Your task: What lines in the following entries hold the word "goose"? Copy each one.

Data excerpts:
* * * * * * *

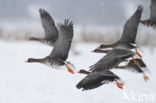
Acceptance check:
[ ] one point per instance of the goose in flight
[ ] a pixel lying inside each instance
(99, 72)
(61, 48)
(128, 37)
(152, 19)
(133, 67)
(51, 31)
(112, 59)
(97, 79)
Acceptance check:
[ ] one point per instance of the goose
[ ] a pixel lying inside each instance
(97, 79)
(152, 19)
(100, 73)
(51, 31)
(128, 37)
(61, 48)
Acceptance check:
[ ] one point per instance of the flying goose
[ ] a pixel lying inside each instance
(61, 48)
(96, 79)
(128, 37)
(152, 19)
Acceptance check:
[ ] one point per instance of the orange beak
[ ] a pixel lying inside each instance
(119, 85)
(69, 69)
(135, 61)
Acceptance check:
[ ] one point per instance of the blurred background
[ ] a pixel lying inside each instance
(95, 22)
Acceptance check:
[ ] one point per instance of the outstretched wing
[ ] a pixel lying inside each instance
(48, 24)
(63, 44)
(131, 27)
(96, 79)
(153, 11)
(112, 59)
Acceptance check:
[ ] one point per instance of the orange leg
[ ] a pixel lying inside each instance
(135, 61)
(145, 77)
(138, 53)
(69, 69)
(119, 85)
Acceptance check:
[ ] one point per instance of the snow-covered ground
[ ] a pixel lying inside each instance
(21, 82)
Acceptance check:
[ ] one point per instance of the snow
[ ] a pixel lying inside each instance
(22, 82)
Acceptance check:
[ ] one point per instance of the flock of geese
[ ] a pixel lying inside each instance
(60, 38)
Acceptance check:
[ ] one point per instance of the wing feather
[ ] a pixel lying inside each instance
(48, 24)
(131, 27)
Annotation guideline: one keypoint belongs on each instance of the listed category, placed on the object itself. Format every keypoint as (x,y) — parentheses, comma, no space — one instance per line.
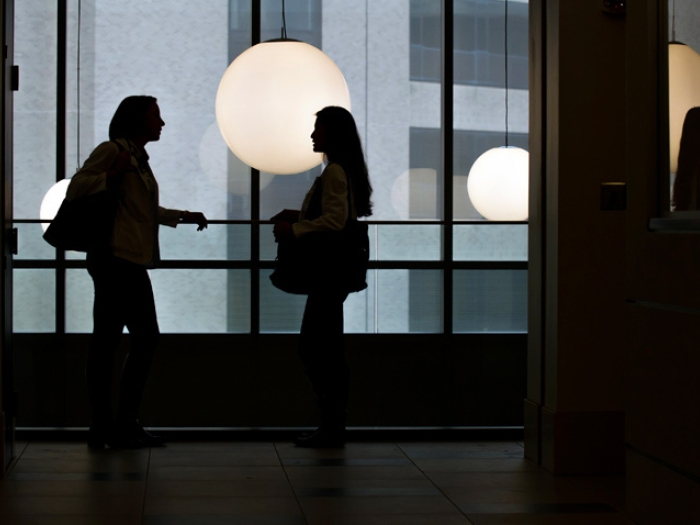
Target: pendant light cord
(77,90)
(284,22)
(505,46)
(673,22)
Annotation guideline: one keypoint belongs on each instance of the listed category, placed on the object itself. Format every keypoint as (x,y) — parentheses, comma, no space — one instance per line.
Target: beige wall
(662,393)
(574,410)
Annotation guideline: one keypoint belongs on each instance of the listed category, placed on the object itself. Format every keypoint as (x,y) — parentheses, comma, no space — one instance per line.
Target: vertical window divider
(256,30)
(447,136)
(61,77)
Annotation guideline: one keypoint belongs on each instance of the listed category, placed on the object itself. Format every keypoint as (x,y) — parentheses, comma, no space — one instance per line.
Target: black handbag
(86,223)
(332,260)
(324,260)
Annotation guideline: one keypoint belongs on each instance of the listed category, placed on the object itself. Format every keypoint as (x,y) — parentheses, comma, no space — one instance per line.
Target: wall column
(574,410)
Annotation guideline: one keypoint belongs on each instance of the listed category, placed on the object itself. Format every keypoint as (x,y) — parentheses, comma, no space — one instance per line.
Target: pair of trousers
(322,353)
(123,298)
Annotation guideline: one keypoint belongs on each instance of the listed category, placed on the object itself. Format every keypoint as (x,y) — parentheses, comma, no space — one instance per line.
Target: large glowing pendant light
(498,180)
(683,92)
(498,184)
(267,102)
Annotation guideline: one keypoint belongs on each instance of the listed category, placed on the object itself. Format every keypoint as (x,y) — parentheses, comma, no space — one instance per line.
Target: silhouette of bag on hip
(85,223)
(324,260)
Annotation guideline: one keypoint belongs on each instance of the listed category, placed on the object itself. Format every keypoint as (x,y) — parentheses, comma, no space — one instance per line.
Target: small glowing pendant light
(52,202)
(498,180)
(683,89)
(267,102)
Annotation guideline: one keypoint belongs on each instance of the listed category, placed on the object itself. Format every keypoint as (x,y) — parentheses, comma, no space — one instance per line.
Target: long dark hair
(686,184)
(130,118)
(343,146)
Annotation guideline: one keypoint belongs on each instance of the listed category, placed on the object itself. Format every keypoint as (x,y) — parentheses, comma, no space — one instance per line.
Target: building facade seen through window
(389,53)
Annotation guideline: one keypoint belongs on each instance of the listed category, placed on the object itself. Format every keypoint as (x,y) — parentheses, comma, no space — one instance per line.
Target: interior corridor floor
(275,483)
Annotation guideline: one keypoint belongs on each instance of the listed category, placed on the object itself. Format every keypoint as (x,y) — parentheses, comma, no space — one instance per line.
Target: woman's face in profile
(153,124)
(318,137)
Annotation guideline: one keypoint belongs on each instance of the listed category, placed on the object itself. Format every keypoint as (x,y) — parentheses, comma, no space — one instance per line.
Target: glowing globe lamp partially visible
(498,184)
(683,92)
(267,102)
(52,202)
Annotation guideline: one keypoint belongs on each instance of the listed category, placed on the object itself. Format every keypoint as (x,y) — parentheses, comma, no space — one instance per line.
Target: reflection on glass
(490,242)
(34,301)
(187,301)
(684,103)
(685,194)
(490,301)
(395,301)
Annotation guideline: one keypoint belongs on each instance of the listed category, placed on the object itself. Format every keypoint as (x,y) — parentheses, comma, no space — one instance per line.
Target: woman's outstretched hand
(195,217)
(282,231)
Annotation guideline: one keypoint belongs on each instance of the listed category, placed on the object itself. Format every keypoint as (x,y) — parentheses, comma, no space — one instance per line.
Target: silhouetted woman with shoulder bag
(340,194)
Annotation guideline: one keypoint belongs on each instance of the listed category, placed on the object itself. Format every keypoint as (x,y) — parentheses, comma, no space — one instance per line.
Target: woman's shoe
(99,434)
(133,435)
(322,438)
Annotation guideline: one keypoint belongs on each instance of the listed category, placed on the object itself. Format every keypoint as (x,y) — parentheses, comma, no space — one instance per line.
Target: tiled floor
(274,483)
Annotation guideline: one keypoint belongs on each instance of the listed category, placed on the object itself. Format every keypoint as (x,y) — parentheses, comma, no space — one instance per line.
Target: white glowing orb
(226,172)
(498,184)
(683,92)
(52,202)
(267,102)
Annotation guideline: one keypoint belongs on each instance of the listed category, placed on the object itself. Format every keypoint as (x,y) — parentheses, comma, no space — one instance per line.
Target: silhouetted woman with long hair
(686,186)
(123,291)
(344,190)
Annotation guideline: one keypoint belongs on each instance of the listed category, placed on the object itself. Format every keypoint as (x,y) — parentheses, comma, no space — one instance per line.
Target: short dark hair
(129,119)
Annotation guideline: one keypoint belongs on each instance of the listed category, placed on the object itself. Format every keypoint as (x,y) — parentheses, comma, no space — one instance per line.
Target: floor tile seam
(145,485)
(289,482)
(456,507)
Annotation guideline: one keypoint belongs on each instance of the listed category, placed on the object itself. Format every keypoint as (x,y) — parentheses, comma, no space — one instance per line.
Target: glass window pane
(31,244)
(684,99)
(493,301)
(408,301)
(216,242)
(407,243)
(34,131)
(34,301)
(80,295)
(280,312)
(490,242)
(187,301)
(202,301)
(395,301)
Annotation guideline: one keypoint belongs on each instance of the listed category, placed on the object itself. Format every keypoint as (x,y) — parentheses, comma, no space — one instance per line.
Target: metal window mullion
(256,35)
(61,77)
(447,125)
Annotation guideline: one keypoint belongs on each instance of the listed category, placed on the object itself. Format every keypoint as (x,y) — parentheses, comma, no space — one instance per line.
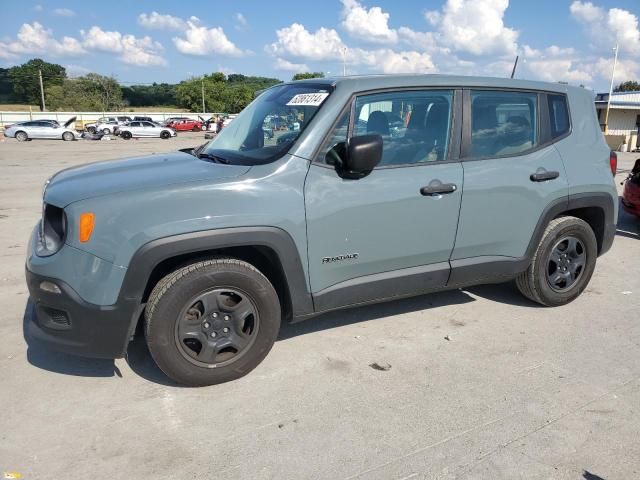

* * * * * * *

Solution to this exercise:
[ ] one point per instance of the goose in flight
[ ] one point per instance of the goose
[ ] one point per instance of the flying goose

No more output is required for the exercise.